Your goal
Pick up the abstract on spotting methamphetamine use disorder with EEG microstates right after its last sentence, and write what comes next.

Text under study
==========
5th Edition of Addiction World Conference 2026

Speakers - AWC 2025

Dongmei Wang

  • Designation: Institute of Psychology, Chinese Academy of Sciences
  • Country: China
  • Title: Identification of Methamphetamine Use Disorder Based on EEG Microstates and Machine Learning

Abstract

Background: The diagnosis and efficacy evaluation of methamphetamine use disorder (MUD) have long relied on subjective scales, lacking objective biomarkers. Current metabolite detection methods only reflect short-term drug exposure and fail to assess chronic neural damage. EEG microstate analysis captures spatiotemporal dynamic features of resting-state brain activity, offering a novel approach for addiction identification when combined with machine learning.

Objective: To reveal EEG microstate characteristics in methamphetamine users and their association with drug craving, and to construct a machine learning-based classification model for addiction identification.

Methods: Resting-state EEG data were collected from 59 individuals with MUD and 48 healthy controls. Microstate parameters (duration, frequency, coverage, etc.) were analyzed and correlated with craving scores (Desires for Drug Questionnaire, DDQ). Machine learning models—Random Forest (RF), Support Vector Machine (SVM), Adaptive Boosting (AdaBoost), and Convolutional Neural Network (CNN)—were developed using significantly differentiated microstate features, with performance evaluated via 10-fold cross-validation.
==========
[Referring expression pointing data]
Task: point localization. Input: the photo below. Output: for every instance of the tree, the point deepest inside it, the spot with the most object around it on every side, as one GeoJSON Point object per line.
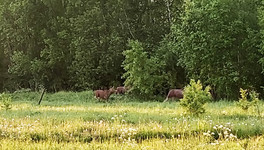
{"type": "Point", "coordinates": [143, 73]}
{"type": "Point", "coordinates": [217, 42]}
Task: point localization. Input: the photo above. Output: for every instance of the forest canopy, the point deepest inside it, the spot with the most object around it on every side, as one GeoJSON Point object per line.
{"type": "Point", "coordinates": [149, 45]}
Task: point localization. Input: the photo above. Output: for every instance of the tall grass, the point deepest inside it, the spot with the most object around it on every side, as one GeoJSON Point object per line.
{"type": "Point", "coordinates": [70, 120]}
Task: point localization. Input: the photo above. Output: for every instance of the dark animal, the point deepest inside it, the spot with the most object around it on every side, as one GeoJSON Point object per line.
{"type": "Point", "coordinates": [104, 94]}
{"type": "Point", "coordinates": [121, 90]}
{"type": "Point", "coordinates": [174, 93]}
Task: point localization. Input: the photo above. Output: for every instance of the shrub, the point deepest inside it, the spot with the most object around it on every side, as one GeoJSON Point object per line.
{"type": "Point", "coordinates": [245, 103]}
{"type": "Point", "coordinates": [6, 100]}
{"type": "Point", "coordinates": [195, 97]}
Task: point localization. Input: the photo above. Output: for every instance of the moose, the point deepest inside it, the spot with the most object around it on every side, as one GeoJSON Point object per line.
{"type": "Point", "coordinates": [104, 94]}
{"type": "Point", "coordinates": [174, 93]}
{"type": "Point", "coordinates": [121, 90]}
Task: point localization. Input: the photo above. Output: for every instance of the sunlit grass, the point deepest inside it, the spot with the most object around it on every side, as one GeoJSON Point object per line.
{"type": "Point", "coordinates": [71, 120]}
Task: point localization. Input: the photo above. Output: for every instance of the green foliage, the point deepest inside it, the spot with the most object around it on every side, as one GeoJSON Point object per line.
{"type": "Point", "coordinates": [195, 97]}
{"type": "Point", "coordinates": [243, 101]}
{"type": "Point", "coordinates": [6, 100]}
{"type": "Point", "coordinates": [142, 71]}
{"type": "Point", "coordinates": [246, 103]}
{"type": "Point", "coordinates": [217, 43]}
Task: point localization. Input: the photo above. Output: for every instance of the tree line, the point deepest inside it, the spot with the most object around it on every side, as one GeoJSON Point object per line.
{"type": "Point", "coordinates": [149, 45]}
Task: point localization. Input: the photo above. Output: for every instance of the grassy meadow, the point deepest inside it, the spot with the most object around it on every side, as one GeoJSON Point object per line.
{"type": "Point", "coordinates": [69, 120]}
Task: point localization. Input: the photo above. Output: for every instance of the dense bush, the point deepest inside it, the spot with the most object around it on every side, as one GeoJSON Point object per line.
{"type": "Point", "coordinates": [195, 97]}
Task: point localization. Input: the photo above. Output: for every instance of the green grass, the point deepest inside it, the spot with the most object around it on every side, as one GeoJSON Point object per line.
{"type": "Point", "coordinates": [69, 120]}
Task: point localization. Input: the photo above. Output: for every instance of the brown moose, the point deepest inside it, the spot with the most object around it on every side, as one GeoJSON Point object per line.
{"type": "Point", "coordinates": [104, 94]}
{"type": "Point", "coordinates": [174, 93]}
{"type": "Point", "coordinates": [121, 90]}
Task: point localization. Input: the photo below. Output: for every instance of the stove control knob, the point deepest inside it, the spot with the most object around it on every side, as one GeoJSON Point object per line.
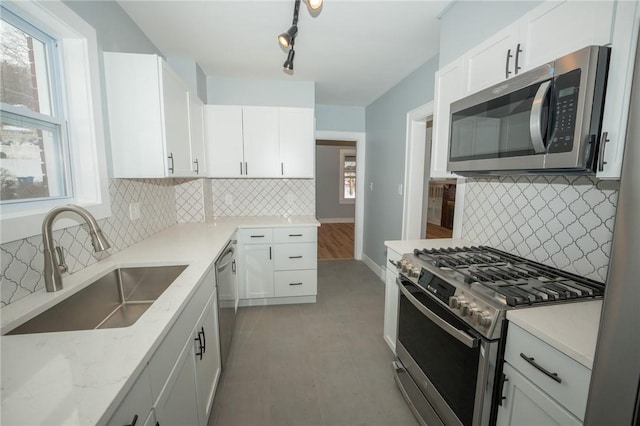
{"type": "Point", "coordinates": [454, 303]}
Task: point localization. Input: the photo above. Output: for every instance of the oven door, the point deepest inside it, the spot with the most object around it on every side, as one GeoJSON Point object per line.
{"type": "Point", "coordinates": [447, 361]}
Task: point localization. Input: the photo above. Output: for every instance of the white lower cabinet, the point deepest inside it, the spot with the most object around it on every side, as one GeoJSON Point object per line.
{"type": "Point", "coordinates": [526, 404]}
{"type": "Point", "coordinates": [136, 405]}
{"type": "Point", "coordinates": [277, 265]}
{"type": "Point", "coordinates": [180, 379]}
{"type": "Point", "coordinates": [391, 300]}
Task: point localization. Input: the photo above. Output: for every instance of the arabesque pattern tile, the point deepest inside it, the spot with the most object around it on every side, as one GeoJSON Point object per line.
{"type": "Point", "coordinates": [263, 197]}
{"type": "Point", "coordinates": [565, 222]}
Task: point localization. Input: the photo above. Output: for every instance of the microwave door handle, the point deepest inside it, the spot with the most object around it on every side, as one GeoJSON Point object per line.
{"type": "Point", "coordinates": [535, 119]}
{"type": "Point", "coordinates": [461, 336]}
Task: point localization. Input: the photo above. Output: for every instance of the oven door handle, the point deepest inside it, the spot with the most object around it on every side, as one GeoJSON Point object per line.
{"type": "Point", "coordinates": [461, 336]}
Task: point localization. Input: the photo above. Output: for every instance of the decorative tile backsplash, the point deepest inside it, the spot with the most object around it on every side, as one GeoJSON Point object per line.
{"type": "Point", "coordinates": [263, 197]}
{"type": "Point", "coordinates": [22, 260]}
{"type": "Point", "coordinates": [565, 222]}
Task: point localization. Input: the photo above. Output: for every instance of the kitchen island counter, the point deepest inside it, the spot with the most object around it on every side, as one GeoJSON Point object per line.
{"type": "Point", "coordinates": [81, 377]}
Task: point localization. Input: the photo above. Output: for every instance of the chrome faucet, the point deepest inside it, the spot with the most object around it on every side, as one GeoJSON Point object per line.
{"type": "Point", "coordinates": [54, 264]}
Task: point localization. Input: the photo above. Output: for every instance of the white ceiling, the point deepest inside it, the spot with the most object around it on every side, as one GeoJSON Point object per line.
{"type": "Point", "coordinates": [354, 50]}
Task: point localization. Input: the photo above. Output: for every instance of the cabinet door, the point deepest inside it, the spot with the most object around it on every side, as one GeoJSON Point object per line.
{"type": "Point", "coordinates": [176, 124]}
{"type": "Point", "coordinates": [178, 402]}
{"type": "Point", "coordinates": [196, 135]}
{"type": "Point", "coordinates": [525, 404]}
{"type": "Point", "coordinates": [449, 88]}
{"type": "Point", "coordinates": [555, 29]}
{"type": "Point", "coordinates": [256, 271]}
{"type": "Point", "coordinates": [223, 135]}
{"type": "Point", "coordinates": [261, 141]}
{"type": "Point", "coordinates": [207, 358]}
{"type": "Point", "coordinates": [297, 142]}
{"type": "Point", "coordinates": [493, 60]}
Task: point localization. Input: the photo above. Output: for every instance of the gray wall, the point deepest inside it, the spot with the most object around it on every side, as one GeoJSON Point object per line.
{"type": "Point", "coordinates": [340, 118]}
{"type": "Point", "coordinates": [328, 184]}
{"type": "Point", "coordinates": [386, 121]}
{"type": "Point", "coordinates": [232, 91]}
{"type": "Point", "coordinates": [467, 23]}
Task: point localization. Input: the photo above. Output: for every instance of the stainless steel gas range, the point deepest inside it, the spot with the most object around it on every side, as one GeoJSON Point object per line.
{"type": "Point", "coordinates": [451, 326]}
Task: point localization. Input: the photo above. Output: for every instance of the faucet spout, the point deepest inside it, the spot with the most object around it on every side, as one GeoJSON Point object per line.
{"type": "Point", "coordinates": [54, 262]}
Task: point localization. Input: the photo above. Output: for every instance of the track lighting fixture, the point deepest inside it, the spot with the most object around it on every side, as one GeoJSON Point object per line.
{"type": "Point", "coordinates": [287, 38]}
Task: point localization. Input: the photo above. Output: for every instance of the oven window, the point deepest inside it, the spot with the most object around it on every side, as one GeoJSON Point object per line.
{"type": "Point", "coordinates": [496, 128]}
{"type": "Point", "coordinates": [451, 366]}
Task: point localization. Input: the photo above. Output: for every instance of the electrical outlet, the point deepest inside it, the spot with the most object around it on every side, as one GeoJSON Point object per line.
{"type": "Point", "coordinates": [134, 211]}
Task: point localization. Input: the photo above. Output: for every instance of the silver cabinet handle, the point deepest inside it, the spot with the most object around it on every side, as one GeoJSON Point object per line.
{"type": "Point", "coordinates": [171, 158]}
{"type": "Point", "coordinates": [461, 336]}
{"type": "Point", "coordinates": [535, 125]}
{"type": "Point", "coordinates": [532, 361]}
{"type": "Point", "coordinates": [603, 143]}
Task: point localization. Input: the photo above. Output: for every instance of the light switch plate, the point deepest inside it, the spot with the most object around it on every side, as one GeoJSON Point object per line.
{"type": "Point", "coordinates": [134, 211]}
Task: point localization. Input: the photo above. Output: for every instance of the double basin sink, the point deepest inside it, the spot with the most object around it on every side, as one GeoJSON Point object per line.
{"type": "Point", "coordinates": [117, 299]}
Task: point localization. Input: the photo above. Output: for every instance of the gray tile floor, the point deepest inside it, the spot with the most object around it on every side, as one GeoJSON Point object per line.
{"type": "Point", "coordinates": [314, 364]}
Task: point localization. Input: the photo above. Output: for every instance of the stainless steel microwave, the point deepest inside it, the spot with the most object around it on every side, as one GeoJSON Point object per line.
{"type": "Point", "coordinates": [546, 120]}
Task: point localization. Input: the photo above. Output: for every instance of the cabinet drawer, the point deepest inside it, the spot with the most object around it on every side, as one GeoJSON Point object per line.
{"type": "Point", "coordinates": [571, 392]}
{"type": "Point", "coordinates": [295, 256]}
{"type": "Point", "coordinates": [296, 283]}
{"type": "Point", "coordinates": [295, 235]}
{"type": "Point", "coordinates": [165, 357]}
{"type": "Point", "coordinates": [255, 236]}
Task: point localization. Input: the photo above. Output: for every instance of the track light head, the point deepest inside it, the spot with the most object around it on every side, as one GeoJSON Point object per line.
{"type": "Point", "coordinates": [286, 37]}
{"type": "Point", "coordinates": [288, 64]}
{"type": "Point", "coordinates": [314, 4]}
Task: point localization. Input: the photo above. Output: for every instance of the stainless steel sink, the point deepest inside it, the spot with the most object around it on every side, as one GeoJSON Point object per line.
{"type": "Point", "coordinates": [114, 300]}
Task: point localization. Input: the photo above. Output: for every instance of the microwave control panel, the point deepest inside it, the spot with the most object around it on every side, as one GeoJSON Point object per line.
{"type": "Point", "coordinates": [566, 103]}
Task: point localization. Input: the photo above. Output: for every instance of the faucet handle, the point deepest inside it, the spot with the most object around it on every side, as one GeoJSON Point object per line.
{"type": "Point", "coordinates": [62, 266]}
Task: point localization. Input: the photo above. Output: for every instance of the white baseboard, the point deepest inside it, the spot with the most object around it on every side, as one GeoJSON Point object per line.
{"type": "Point", "coordinates": [337, 220]}
{"type": "Point", "coordinates": [377, 269]}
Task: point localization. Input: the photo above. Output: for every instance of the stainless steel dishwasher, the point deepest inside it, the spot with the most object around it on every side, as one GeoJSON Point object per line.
{"type": "Point", "coordinates": [226, 280]}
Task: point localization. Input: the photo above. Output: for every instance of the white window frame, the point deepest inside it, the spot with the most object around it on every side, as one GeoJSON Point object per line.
{"type": "Point", "coordinates": [346, 153]}
{"type": "Point", "coordinates": [85, 127]}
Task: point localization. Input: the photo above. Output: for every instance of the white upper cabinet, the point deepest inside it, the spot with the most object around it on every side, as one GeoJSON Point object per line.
{"type": "Point", "coordinates": [296, 142]}
{"type": "Point", "coordinates": [259, 142]}
{"type": "Point", "coordinates": [196, 133]}
{"type": "Point", "coordinates": [148, 107]}
{"type": "Point", "coordinates": [449, 88]}
{"type": "Point", "coordinates": [223, 136]}
{"type": "Point", "coordinates": [493, 60]}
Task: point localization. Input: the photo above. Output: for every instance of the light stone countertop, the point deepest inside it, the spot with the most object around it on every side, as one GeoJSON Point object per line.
{"type": "Point", "coordinates": [81, 377]}
{"type": "Point", "coordinates": [571, 328]}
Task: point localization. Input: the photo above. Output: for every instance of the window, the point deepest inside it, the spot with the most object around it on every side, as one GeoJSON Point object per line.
{"type": "Point", "coordinates": [32, 147]}
{"type": "Point", "coordinates": [51, 124]}
{"type": "Point", "coordinates": [347, 176]}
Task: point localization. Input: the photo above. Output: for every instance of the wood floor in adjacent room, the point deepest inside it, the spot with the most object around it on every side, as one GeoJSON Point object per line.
{"type": "Point", "coordinates": [335, 241]}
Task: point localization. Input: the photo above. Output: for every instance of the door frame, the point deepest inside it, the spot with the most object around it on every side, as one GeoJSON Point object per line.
{"type": "Point", "coordinates": [360, 139]}
{"type": "Point", "coordinates": [415, 174]}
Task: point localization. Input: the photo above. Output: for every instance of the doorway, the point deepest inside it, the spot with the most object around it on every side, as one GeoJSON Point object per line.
{"type": "Point", "coordinates": [336, 172]}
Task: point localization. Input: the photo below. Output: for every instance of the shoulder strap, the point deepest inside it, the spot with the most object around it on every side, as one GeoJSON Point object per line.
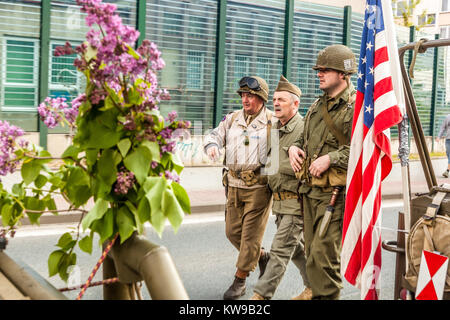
{"type": "Point", "coordinates": [330, 124]}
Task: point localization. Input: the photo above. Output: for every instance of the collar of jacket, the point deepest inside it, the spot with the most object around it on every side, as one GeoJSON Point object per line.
{"type": "Point", "coordinates": [290, 125]}
{"type": "Point", "coordinates": [344, 96]}
{"type": "Point", "coordinates": [261, 118]}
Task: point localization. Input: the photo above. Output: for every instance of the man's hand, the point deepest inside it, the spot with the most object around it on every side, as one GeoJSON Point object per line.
{"type": "Point", "coordinates": [213, 153]}
{"type": "Point", "coordinates": [319, 166]}
{"type": "Point", "coordinates": [296, 158]}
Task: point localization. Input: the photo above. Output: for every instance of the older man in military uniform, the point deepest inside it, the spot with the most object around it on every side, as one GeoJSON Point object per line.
{"type": "Point", "coordinates": [320, 158]}
{"type": "Point", "coordinates": [288, 241]}
{"type": "Point", "coordinates": [243, 134]}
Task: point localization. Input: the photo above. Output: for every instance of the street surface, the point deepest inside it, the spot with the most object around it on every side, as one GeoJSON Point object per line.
{"type": "Point", "coordinates": [202, 254]}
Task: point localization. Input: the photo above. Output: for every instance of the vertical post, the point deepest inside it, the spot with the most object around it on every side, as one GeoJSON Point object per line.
{"type": "Point", "coordinates": [44, 59]}
{"type": "Point", "coordinates": [219, 80]}
{"type": "Point", "coordinates": [412, 38]}
{"type": "Point", "coordinates": [140, 20]}
{"type": "Point", "coordinates": [347, 32]}
{"type": "Point", "coordinates": [434, 94]}
{"type": "Point", "coordinates": [288, 30]}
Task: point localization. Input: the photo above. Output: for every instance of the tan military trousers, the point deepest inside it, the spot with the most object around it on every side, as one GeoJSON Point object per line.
{"type": "Point", "coordinates": [323, 254]}
{"type": "Point", "coordinates": [287, 245]}
{"type": "Point", "coordinates": [245, 223]}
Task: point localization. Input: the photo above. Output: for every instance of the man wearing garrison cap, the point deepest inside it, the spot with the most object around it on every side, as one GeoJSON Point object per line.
{"type": "Point", "coordinates": [288, 241]}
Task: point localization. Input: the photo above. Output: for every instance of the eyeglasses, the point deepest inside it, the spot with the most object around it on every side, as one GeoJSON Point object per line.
{"type": "Point", "coordinates": [250, 82]}
{"type": "Point", "coordinates": [323, 70]}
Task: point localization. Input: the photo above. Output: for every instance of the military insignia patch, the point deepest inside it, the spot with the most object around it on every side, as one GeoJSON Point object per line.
{"type": "Point", "coordinates": [348, 64]}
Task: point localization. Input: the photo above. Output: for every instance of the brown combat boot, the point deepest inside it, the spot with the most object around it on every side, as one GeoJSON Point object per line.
{"type": "Point", "coordinates": [262, 262]}
{"type": "Point", "coordinates": [257, 296]}
{"type": "Point", "coordinates": [305, 295]}
{"type": "Point", "coordinates": [236, 290]}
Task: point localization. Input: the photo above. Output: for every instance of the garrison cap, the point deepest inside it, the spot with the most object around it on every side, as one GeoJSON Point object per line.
{"type": "Point", "coordinates": [285, 85]}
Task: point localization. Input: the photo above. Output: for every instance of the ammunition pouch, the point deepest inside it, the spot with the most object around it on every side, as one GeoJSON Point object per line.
{"type": "Point", "coordinates": [249, 177]}
{"type": "Point", "coordinates": [284, 195]}
{"type": "Point", "coordinates": [225, 177]}
{"type": "Point", "coordinates": [333, 177]}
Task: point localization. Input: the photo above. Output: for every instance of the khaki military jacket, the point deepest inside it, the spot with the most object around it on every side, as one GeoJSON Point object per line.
{"type": "Point", "coordinates": [232, 137]}
{"type": "Point", "coordinates": [284, 179]}
{"type": "Point", "coordinates": [340, 109]}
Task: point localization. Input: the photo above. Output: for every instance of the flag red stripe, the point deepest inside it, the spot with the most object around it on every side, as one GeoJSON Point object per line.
{"type": "Point", "coordinates": [381, 55]}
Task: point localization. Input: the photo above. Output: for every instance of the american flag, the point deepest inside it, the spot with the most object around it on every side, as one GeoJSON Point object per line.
{"type": "Point", "coordinates": [376, 110]}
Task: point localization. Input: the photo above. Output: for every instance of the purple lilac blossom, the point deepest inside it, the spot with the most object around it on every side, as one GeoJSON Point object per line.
{"type": "Point", "coordinates": [8, 143]}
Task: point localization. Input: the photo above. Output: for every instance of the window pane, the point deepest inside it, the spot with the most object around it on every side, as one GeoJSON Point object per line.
{"type": "Point", "coordinates": [21, 98]}
{"type": "Point", "coordinates": [195, 70]}
{"type": "Point", "coordinates": [19, 61]}
{"type": "Point", "coordinates": [62, 69]}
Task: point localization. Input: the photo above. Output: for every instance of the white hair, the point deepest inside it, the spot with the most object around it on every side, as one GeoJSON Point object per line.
{"type": "Point", "coordinates": [294, 98]}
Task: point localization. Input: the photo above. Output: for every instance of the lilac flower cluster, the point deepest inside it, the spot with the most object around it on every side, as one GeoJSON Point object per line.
{"type": "Point", "coordinates": [171, 176]}
{"type": "Point", "coordinates": [8, 145]}
{"type": "Point", "coordinates": [173, 130]}
{"type": "Point", "coordinates": [125, 180]}
{"type": "Point", "coordinates": [55, 110]}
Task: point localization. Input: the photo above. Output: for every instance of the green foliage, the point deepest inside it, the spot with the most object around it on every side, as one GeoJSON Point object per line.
{"type": "Point", "coordinates": [102, 149]}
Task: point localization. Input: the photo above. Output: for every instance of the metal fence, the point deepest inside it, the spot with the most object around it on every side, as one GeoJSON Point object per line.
{"type": "Point", "coordinates": [201, 78]}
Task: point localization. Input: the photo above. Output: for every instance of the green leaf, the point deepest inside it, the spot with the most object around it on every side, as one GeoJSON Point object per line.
{"type": "Point", "coordinates": [40, 181]}
{"type": "Point", "coordinates": [95, 213]}
{"type": "Point", "coordinates": [134, 211]}
{"type": "Point", "coordinates": [91, 156]}
{"type": "Point", "coordinates": [172, 209]}
{"type": "Point", "coordinates": [177, 163]}
{"type": "Point", "coordinates": [144, 210]}
{"type": "Point", "coordinates": [182, 197]}
{"type": "Point", "coordinates": [124, 146]}
{"type": "Point", "coordinates": [125, 222]}
{"type": "Point", "coordinates": [65, 262]}
{"type": "Point", "coordinates": [98, 130]}
{"type": "Point", "coordinates": [106, 167]}
{"type": "Point", "coordinates": [53, 262]}
{"type": "Point", "coordinates": [85, 244]}
{"type": "Point", "coordinates": [51, 205]}
{"type": "Point", "coordinates": [139, 162]}
{"type": "Point", "coordinates": [109, 104]}
{"type": "Point", "coordinates": [6, 213]}
{"type": "Point", "coordinates": [78, 186]}
{"type": "Point", "coordinates": [105, 226]}
{"type": "Point", "coordinates": [17, 190]}
{"type": "Point", "coordinates": [154, 149]}
{"type": "Point", "coordinates": [30, 171]}
{"type": "Point", "coordinates": [66, 242]}
{"type": "Point", "coordinates": [154, 196]}
{"type": "Point", "coordinates": [71, 152]}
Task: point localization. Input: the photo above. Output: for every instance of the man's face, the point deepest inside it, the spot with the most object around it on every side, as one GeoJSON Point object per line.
{"type": "Point", "coordinates": [251, 102]}
{"type": "Point", "coordinates": [284, 106]}
{"type": "Point", "coordinates": [329, 79]}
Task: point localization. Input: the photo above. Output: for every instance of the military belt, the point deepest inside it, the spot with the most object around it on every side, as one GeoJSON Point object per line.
{"type": "Point", "coordinates": [284, 195]}
{"type": "Point", "coordinates": [237, 174]}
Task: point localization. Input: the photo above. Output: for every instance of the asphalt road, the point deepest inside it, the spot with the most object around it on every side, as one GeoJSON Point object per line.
{"type": "Point", "coordinates": [203, 257]}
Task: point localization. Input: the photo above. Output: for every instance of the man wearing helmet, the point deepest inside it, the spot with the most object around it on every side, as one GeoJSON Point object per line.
{"type": "Point", "coordinates": [243, 134]}
{"type": "Point", "coordinates": [320, 159]}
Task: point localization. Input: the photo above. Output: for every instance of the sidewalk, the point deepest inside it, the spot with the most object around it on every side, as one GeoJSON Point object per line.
{"type": "Point", "coordinates": [206, 193]}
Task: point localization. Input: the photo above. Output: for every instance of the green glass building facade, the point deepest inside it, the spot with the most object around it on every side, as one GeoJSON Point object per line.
{"type": "Point", "coordinates": [207, 45]}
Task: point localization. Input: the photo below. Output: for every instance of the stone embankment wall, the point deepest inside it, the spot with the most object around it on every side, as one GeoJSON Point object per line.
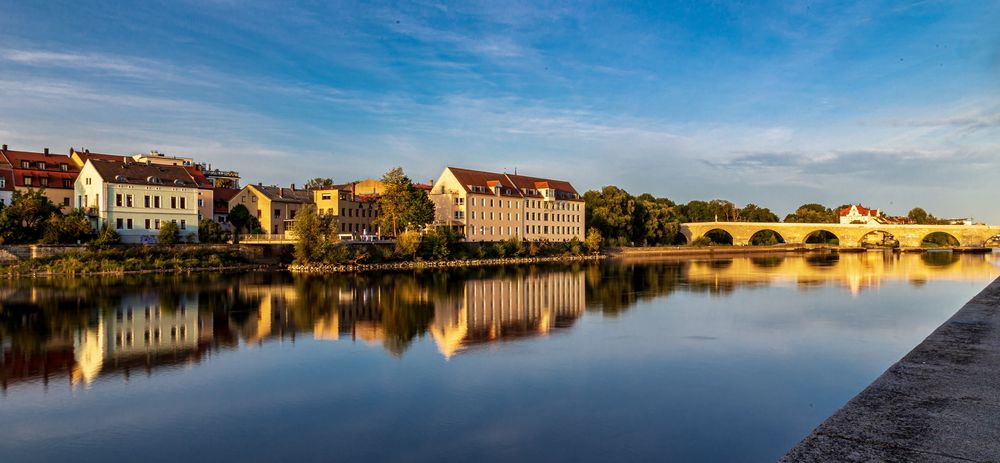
{"type": "Point", "coordinates": [409, 265]}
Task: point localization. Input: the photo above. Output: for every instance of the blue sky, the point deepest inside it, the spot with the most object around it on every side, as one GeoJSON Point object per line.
{"type": "Point", "coordinates": [892, 104]}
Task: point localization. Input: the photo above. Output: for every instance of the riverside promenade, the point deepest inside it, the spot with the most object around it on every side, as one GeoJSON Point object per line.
{"type": "Point", "coordinates": [940, 403]}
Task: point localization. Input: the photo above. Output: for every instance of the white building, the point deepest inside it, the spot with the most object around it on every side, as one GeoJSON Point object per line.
{"type": "Point", "coordinates": [136, 198]}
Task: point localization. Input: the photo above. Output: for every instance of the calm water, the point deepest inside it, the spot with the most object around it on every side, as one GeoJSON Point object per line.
{"type": "Point", "coordinates": [729, 360]}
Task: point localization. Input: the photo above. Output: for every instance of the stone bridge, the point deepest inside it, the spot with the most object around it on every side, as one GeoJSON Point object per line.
{"type": "Point", "coordinates": [848, 234]}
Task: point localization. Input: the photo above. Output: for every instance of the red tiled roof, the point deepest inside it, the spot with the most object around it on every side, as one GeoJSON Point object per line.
{"type": "Point", "coordinates": [52, 171]}
{"type": "Point", "coordinates": [861, 210]}
{"type": "Point", "coordinates": [199, 178]}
==========
Response
Results:

  1. Microstate Features: The MUD group exhibited significantly higher occurrence frequency, mean correlation, and global explained variance (GEV) of microstates, along with shorter durations (all p < 0.01), demonstrating a "high-frequency, short-duration" pattern. The GEV of microstate B independently predicted total craving scores (β = 0.274, p = 0.036). Microstate C frequency positively correlated with the negative reinforcement dimension, while microstate D duration showed a negative correlation.
  2. Classification Models: CNN achieved the highest accuracy (92%, sensitivity 100%). AdaBoost demonstrated optimal robustness (F1-score 88%). SVM and RF underperformed due to low sensitivity in identifying the healthy group.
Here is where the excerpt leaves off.